_WHAT THIS EXERCISE ASKS_
a - Translate this sentence from the article on diabetes and depression into Spanish: "Research on this mind-body connection is still underway and there remain many unanswered questions."
b - According to the article on diabetes and depression, how likely is a diabetic to have depression compared with someone without diabetes?
c - Carry the article on diabetes and depression forward from its last sentence.

_SUPPLIED TEXT_
------------

WASHINGTON — A diabetic is twice as likely to have depression as someone without diabetes. And that fact is prompting some doctors to rethink how they provide care.
More and more, doctors are looking for the depression-diabetes link in their patients, and they are shifting to new comprehensive models of treatment.
“It is very holistic and very patient-centered,” said Dr. Sherita Golden, a professor at the Johns Hopkins University School of Medicine.
Golden is an expert in diabetes management who learned early on in her career about the dangers of the diabetes-depression connection.
“This patient of mine was so distressed with having diabetes for so long that it reached the point of wanting to commit suicide,” Golden recalled, adding that it sparked her interest in treating both the mental and the physical aspects together in one setting.
Golden says patients have known all along about the link.
“They will say to their physician, ‘When I am going through a more stressful period I notice that my blood sugar is more elevated,'” she said.
It’s a bit of a chicken-or-the-egg phenomenon. The demands of being a diabetic can lead to depression, and people with depressive symptoms produce a fair amount of the stress hormone cortisol, which can result in insulin resistance and lead to diabetes.
And Golden cites one other part of the link: “The high glucose that is associated with diabetes can impact areas of the brain that control how we feel and how we think.”
Research on this mind-body connection is still underway and there remain many unanswered questions.

------------

_DATA SUPPLIED_
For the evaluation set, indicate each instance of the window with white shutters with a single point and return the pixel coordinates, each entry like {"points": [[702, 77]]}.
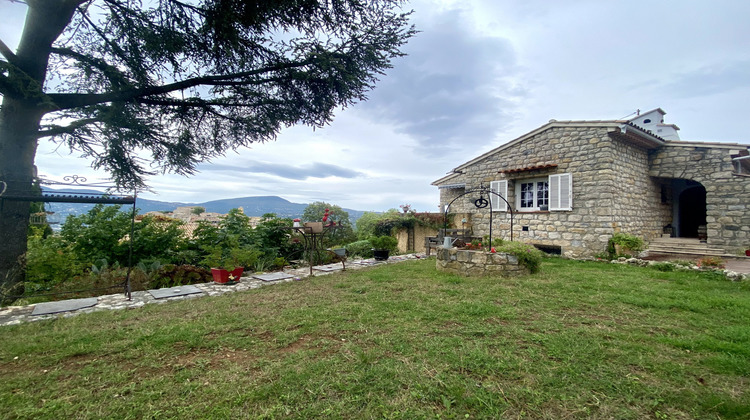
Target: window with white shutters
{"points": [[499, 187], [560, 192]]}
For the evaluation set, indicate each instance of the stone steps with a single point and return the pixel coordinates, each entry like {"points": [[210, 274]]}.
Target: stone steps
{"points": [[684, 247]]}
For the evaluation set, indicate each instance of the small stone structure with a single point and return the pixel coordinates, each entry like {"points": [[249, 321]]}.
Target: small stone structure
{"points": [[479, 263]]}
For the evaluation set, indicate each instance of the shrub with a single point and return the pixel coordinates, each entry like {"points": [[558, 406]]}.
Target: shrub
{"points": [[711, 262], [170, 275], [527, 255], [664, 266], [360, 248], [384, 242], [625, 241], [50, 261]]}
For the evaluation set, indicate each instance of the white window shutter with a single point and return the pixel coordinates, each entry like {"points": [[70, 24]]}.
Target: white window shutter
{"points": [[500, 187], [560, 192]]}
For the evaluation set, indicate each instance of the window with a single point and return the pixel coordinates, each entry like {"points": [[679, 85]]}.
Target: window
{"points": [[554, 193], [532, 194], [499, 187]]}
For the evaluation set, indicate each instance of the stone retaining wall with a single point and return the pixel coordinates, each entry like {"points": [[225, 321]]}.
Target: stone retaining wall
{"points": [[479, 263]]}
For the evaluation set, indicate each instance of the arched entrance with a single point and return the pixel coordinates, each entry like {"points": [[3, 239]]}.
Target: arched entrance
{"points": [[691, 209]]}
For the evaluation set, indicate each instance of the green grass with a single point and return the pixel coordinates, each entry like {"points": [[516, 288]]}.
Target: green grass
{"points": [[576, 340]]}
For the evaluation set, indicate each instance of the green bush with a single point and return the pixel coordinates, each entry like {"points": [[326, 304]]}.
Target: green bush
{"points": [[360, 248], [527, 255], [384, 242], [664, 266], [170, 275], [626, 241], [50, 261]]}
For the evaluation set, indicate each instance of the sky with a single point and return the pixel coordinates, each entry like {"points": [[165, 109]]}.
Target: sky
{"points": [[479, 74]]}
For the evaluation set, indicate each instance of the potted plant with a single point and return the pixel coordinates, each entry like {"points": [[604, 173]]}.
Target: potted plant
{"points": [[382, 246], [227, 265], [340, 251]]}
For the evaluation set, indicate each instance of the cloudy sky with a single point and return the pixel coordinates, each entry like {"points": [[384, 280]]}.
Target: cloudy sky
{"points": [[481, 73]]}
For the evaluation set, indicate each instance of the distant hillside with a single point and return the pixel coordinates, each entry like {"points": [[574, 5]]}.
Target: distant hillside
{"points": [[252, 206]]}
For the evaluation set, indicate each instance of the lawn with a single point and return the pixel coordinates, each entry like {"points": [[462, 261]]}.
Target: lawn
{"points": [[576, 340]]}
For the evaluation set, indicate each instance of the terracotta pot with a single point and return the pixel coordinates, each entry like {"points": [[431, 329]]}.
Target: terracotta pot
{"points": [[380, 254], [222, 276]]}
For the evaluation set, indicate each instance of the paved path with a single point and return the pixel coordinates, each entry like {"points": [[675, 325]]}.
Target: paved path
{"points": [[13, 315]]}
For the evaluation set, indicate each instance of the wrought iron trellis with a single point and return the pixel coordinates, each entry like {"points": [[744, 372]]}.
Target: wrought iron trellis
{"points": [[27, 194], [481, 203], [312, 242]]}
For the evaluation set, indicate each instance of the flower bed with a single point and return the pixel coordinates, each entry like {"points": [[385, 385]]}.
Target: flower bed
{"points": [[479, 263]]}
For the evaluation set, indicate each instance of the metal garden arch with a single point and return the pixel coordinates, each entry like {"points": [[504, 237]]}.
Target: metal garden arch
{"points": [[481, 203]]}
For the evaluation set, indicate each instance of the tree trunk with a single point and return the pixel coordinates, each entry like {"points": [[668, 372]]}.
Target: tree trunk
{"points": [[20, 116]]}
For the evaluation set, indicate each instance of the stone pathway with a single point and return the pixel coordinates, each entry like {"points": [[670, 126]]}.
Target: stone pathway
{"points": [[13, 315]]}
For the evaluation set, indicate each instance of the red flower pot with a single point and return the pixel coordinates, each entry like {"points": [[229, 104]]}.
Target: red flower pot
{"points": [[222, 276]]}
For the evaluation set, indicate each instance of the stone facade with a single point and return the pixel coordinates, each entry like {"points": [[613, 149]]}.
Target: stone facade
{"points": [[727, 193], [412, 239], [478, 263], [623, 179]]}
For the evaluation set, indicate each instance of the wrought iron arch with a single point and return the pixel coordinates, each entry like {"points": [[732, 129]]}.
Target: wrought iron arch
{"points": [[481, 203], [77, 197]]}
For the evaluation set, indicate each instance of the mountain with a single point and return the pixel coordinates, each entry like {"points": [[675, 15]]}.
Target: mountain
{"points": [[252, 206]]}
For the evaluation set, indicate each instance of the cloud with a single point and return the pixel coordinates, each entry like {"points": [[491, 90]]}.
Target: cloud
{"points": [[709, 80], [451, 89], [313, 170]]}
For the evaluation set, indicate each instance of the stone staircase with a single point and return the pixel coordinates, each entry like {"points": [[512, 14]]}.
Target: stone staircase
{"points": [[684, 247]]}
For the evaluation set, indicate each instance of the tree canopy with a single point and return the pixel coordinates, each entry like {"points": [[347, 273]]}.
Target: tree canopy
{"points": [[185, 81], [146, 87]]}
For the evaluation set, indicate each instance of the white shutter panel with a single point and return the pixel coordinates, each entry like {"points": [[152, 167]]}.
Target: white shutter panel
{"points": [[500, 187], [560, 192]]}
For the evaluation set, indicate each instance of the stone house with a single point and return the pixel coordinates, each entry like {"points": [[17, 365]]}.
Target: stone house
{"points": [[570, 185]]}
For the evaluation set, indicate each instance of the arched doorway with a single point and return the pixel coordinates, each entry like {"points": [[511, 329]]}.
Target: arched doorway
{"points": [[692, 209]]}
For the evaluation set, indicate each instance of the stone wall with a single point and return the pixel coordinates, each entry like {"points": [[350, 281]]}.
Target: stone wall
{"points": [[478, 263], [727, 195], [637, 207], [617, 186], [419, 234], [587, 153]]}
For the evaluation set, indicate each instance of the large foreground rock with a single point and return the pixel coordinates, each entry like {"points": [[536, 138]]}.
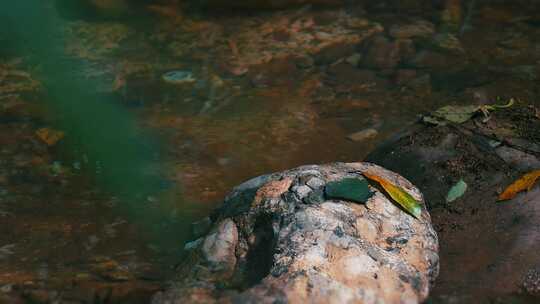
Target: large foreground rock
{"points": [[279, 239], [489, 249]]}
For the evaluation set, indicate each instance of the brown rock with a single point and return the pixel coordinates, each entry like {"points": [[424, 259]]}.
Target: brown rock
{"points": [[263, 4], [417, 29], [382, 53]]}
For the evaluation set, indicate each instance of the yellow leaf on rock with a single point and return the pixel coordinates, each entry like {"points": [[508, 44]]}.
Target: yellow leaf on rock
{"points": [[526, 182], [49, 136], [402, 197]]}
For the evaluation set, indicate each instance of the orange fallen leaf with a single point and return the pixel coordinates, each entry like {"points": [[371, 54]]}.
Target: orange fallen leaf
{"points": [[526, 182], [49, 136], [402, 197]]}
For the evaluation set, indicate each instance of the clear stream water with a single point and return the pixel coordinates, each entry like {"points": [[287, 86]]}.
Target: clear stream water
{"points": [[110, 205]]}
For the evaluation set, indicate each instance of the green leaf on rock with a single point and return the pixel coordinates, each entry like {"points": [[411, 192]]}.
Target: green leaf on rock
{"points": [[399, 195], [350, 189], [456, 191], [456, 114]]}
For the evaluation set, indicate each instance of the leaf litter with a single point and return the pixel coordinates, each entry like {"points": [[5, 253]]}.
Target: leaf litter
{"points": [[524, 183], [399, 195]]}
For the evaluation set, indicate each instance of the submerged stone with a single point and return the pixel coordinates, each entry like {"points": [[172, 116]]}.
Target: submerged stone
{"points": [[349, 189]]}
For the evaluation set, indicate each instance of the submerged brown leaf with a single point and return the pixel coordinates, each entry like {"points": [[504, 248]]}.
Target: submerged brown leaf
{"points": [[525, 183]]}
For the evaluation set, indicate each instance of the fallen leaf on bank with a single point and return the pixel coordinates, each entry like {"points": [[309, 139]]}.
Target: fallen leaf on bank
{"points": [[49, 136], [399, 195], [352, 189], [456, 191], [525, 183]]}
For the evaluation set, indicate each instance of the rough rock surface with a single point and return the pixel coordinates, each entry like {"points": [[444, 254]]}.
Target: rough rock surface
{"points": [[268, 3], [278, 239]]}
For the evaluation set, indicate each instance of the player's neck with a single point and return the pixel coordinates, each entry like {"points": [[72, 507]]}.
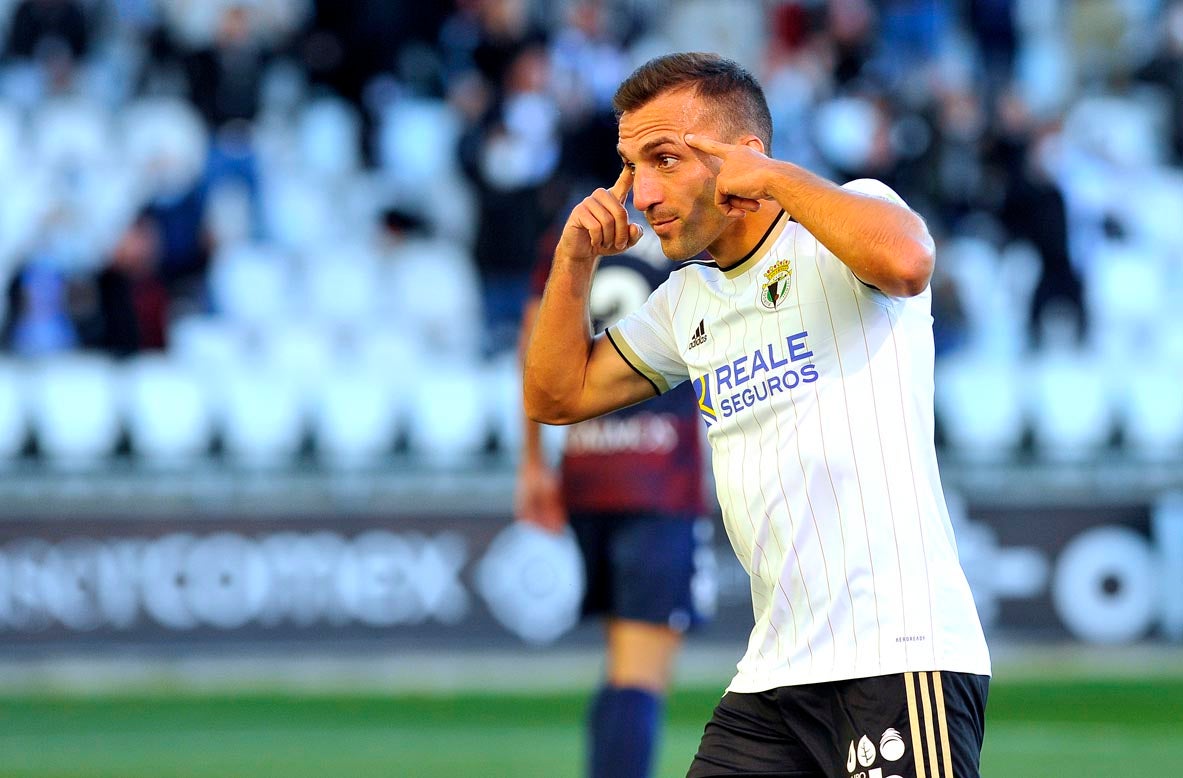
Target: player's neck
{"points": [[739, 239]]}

------------

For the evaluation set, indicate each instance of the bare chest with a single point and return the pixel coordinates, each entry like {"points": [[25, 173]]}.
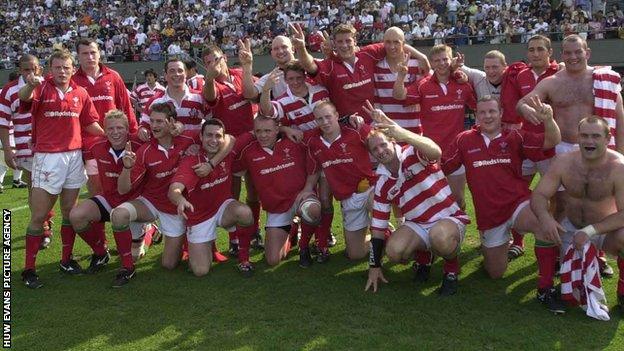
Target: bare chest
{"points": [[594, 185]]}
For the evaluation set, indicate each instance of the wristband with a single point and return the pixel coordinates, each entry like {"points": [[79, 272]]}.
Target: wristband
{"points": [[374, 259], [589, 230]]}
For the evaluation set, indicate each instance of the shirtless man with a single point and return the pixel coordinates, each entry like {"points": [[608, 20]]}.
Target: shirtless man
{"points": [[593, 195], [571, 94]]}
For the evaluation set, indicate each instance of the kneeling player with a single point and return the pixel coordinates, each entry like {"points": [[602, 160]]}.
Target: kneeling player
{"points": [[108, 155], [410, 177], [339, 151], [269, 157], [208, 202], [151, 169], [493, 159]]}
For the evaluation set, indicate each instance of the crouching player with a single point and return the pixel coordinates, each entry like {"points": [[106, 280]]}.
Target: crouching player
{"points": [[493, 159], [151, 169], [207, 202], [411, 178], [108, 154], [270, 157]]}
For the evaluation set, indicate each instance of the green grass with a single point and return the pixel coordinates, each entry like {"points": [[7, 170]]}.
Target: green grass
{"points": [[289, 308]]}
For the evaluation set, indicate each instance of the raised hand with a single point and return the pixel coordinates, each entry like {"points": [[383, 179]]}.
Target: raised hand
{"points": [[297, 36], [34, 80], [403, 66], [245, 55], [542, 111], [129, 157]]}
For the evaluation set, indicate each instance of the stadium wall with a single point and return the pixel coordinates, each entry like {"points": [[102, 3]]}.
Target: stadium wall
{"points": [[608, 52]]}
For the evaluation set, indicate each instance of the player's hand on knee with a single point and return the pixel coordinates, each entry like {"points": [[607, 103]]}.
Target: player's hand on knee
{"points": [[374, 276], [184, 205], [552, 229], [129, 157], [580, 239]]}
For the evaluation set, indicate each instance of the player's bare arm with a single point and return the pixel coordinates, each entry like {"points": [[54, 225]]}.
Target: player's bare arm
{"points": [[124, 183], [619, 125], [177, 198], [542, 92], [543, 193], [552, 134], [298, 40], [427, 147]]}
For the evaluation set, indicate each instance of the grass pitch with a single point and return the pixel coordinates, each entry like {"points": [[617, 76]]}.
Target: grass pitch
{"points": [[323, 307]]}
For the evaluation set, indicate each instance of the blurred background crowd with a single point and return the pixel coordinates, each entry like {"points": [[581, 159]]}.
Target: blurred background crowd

------------

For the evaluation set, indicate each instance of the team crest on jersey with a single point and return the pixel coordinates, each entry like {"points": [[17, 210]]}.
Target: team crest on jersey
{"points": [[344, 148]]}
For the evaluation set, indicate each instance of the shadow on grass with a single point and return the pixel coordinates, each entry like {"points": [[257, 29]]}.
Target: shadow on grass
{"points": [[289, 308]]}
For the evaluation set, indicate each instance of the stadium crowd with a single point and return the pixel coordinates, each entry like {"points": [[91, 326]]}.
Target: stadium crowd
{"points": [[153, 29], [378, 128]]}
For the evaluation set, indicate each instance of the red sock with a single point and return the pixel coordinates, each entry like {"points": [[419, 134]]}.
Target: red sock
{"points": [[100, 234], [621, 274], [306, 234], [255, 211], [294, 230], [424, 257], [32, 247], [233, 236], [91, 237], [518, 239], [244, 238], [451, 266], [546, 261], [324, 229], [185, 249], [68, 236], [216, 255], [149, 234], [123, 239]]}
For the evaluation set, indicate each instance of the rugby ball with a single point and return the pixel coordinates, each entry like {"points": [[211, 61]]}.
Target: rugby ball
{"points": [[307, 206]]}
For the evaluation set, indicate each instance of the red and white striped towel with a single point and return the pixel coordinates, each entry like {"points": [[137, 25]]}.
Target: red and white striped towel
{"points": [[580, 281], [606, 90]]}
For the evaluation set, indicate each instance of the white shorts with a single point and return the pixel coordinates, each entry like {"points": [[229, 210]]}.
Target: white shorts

------------

_OUTPUTS IN ORDER_
a - La investigación sobre esta conexión entre la mente y el cuerpo todavía está en curso y quedan muchas preguntas sin respuesta.

b - Twice as likely.

c -
Some of those studies are being conducted at Johns Hopkins, where diabetics arriving at Golden’s clinic are routinely screened for depression.
“About 20 percent of our clinic population with Type 2 diabetes screens positive for depressive symptoms,” she said, noting that follow-up psychiatric evaluations reveal about 17 percent actually have a major depression.
Golden said that most patients do best when they are treated in a familiar setting, getting needed mental health services in conjunction with a clinic or office where they get primary care.
“You are in a group setting so there is a psychiatrist, a primary care physician who is usually an internist, and like a nurse case manager,” she said, adding that kind of comprehensive treatment not only improves depression, but can keep blood glucose levels in check, as well.
The American Diabetes Association has tips for spotting depression on its website, and urges diabetics who have several of these symptoms, or who have been feeling depressed for two weeks or more, to seek professional help.